:: Aim ::
Pull out every line in the listing below that contains the word "tomato" and copy each one unchanged.

:: Available data ::

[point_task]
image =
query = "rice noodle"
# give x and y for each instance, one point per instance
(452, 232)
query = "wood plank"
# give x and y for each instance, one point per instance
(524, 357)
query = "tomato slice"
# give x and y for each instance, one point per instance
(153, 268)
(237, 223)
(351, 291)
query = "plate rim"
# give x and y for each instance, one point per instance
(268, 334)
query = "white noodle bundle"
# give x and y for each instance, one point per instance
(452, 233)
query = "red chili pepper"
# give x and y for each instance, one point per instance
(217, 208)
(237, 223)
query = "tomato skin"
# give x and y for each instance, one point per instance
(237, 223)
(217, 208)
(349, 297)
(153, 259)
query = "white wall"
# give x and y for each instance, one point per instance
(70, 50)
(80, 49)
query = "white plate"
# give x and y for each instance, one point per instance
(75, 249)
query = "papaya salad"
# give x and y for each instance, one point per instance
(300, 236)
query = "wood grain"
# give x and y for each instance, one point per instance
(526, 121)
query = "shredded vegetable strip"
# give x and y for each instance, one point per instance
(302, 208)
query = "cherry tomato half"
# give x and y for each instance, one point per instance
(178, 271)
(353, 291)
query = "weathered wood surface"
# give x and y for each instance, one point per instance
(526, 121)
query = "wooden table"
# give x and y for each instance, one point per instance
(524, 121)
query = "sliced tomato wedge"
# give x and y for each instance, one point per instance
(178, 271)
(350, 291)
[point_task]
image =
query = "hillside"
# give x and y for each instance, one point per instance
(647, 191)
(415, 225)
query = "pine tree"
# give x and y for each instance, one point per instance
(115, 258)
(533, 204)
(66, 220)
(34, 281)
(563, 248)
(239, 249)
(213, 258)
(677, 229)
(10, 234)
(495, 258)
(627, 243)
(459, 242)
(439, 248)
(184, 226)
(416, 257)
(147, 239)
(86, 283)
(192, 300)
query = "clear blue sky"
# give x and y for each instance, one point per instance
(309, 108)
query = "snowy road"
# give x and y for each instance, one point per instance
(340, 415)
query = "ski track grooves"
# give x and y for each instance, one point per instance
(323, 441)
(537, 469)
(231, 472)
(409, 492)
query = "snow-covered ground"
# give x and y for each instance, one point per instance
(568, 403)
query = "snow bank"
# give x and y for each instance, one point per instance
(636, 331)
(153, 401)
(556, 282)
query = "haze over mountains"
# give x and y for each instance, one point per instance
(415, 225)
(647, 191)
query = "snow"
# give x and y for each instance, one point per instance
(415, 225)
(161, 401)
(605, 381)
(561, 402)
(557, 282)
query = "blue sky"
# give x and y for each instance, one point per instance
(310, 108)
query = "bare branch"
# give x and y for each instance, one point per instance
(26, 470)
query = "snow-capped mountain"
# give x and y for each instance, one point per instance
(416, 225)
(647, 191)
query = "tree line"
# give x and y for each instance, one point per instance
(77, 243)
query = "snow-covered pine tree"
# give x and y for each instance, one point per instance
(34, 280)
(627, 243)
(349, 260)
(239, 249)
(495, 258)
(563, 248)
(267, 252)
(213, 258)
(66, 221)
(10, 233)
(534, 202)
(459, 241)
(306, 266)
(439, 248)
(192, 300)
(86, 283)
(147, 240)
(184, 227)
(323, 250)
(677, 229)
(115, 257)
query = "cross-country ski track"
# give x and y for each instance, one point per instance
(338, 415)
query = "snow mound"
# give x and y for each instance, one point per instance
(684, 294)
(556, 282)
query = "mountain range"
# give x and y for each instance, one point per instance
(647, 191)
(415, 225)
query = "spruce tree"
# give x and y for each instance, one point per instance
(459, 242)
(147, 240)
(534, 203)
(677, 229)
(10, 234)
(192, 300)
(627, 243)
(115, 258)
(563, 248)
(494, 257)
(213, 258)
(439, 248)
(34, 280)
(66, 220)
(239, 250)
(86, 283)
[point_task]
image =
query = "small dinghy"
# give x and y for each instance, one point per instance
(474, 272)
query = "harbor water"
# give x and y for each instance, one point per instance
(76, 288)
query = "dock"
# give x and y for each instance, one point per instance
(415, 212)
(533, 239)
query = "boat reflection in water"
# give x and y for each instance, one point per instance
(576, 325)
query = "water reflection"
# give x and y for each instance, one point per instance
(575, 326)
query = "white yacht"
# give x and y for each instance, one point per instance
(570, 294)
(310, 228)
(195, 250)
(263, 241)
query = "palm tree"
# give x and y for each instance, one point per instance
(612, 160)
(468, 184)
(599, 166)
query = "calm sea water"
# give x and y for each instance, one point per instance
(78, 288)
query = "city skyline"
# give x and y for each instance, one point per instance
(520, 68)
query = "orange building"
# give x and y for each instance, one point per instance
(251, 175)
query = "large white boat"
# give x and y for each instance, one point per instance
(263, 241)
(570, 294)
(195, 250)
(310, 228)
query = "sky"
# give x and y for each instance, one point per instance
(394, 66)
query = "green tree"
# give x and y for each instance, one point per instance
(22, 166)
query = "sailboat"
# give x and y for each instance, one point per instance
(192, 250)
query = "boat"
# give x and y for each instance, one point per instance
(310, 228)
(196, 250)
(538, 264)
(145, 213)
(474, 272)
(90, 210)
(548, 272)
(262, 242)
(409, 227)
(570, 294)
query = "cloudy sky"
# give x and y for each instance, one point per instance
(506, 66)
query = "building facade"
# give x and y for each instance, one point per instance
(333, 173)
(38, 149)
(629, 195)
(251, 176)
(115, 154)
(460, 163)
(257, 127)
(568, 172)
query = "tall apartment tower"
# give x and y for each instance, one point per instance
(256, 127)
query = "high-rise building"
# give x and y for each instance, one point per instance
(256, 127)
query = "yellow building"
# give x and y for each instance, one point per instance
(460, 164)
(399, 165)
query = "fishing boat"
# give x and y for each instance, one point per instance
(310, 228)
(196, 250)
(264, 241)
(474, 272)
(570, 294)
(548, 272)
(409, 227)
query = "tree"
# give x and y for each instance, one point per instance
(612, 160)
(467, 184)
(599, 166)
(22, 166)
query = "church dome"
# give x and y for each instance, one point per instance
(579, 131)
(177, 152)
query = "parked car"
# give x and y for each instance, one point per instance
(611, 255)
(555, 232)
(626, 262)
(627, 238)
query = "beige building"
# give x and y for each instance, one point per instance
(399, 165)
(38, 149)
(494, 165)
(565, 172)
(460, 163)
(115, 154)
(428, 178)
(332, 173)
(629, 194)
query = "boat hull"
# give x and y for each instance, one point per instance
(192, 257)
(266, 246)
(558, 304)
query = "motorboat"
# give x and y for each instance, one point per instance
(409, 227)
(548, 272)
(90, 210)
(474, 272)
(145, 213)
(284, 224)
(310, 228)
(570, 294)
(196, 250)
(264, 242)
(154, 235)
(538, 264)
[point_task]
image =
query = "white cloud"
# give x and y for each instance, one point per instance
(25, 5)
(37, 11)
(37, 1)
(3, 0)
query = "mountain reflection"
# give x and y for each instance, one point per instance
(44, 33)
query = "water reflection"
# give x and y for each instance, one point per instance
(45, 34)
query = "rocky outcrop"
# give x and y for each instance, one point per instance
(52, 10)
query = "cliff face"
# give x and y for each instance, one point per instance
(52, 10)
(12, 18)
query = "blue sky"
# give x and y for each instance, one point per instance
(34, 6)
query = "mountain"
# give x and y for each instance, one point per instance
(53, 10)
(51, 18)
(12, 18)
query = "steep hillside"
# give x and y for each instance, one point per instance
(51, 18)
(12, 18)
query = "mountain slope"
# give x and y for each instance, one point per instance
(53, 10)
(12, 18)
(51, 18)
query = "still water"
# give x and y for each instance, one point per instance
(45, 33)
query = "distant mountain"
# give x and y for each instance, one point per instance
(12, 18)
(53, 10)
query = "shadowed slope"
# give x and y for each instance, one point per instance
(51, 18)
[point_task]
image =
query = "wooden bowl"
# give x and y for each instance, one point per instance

:: Full output ::
query = "tomato slice"
query = "tomato skin"
query = "cherry tomato half"
query = "sliced tomato wedge"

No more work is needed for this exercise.